- **TEXTO DEL DOCUMENTO**:
▬▬▬
Tenía pocas esperanzas de volver a oír hablar de la capacidad de la política para transformar el presente y soñar el futuro, hasta que Barack Obama nos lo ha recordado. Pues bien, las Directrices de Ordenación Territorial son como un sueño, una Biblia, un tratado territorial que, si bien no aporta grandes novedades, de cumplirse todos sus predicados, supondría pasar de una situación en la que durante décadas se prescindió de la planificación a una nueva Galicia, planificada territorial, sectorial e incluso económicamente.

Dos de las palabras más repetidas en el texto de las DOT son identidad y red. Identidad para definir el carácter de las distintas áreas, comarcas, municipios, núcleos, incluso se habla de nodos de identidad del litoral. Para todos ellos hay que diseñar políticas conjuntas que deberán desarrollarse en red. Pero ¿cómo y quién va a coordinar el trabajo de los distintos municipios urbanos y rurales? ¿La Xunta?

Se realiza primero la inversión al margen de los planes urbanísticos, que van por libre

La ciudad, por ejemplo, ya no es ciudad, es un sistema de ciudades al que se atribuye para algunas áreas rango metropolitano, pero ¿es posible poner en red a Pontevedra-Vigo, o a Ferrol-A Coruña? Quizá sean los Planes Territoriales Integrados que se proponen los llamados a hacerlo, pero ¿cómo se gestionarán si la metrópoli en términos físicos va por otro lado, es decir, si el ámbito del plan no coincide con el de la política?
▬▬▬
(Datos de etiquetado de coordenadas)
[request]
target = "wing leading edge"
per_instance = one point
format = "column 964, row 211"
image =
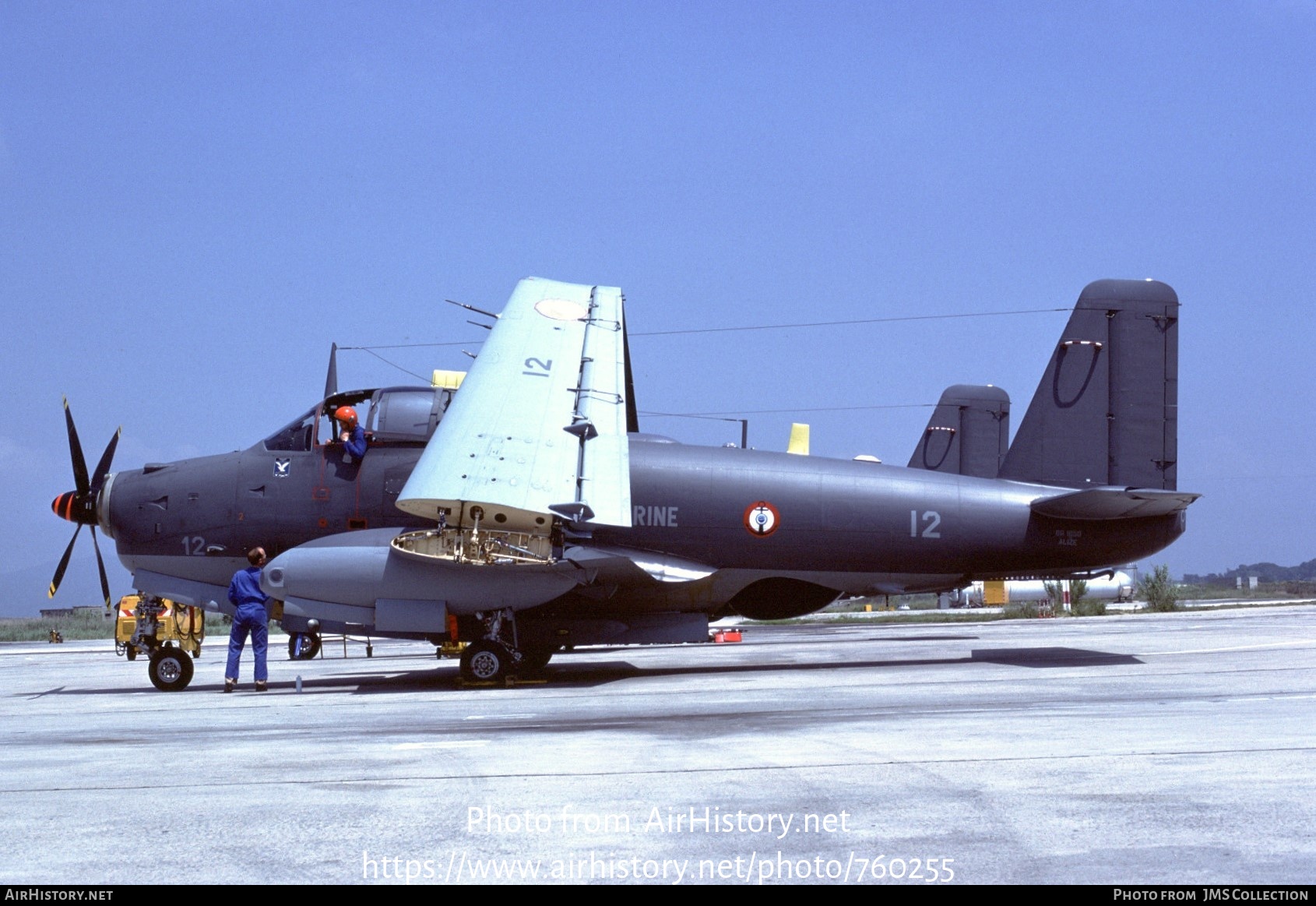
▬▬▬
- **QUÉ HAY QUE HACER**:
1. Enumera las ciudades que el texto sobre las Directrices de Ordenación Territorial agrupa por parejas al preguntarse si es posible ponerlas en red.
2. Prolonga el texto sobre las Directrices de Ordenación Territorial a partir de su última frase.

- **LAS RESPUESTAS**:
1. Pontevedra, Vigo, Ferrol y A Coruña.

2.
Una de las conclusiones que se desprenden de esta fase de gran inmobiliarismo en vías de desactivación es la incapacidad del mercado para ordenar por sí solo el territorio. Entre el todo y el nada planificado tiene que haber un punto de equilibrio, y ése debe ser el papel de las Directrices.

Se dice genéricamente, y con acierto, que la cooperación en los sistemas urbanos ha de ir más allá del transporte y las infraestructuras y plasmarse en un modelo residencial y en el diseño de los espacios de actividad, pero se echan de menos directrices específicas para algunas demarcaciones territoriales, por ejemplo, Santiago de Compostela, a la que se otorga el título de espacio de excelencia; y su área urbana ¿también lo es? A las infraestructuras se les asigna, como debe ser, un papel ordenador. Hasta ahora se ha incurrido en un error contumaz en la forma de entenderlas: se realiza primero la inversión al margen de los planes urbanísticos, que van por libre, para que luego el mercado se encargue de poner en red el sistema. En este sentido, falta por ver la relación final entre el Plan de Estradas de Galicia, cuya tramitación coincide con la de las DOT, pues en esto se juega en buena medida la puesta en práctica del principio proclamado de evitar la urbanización difusa.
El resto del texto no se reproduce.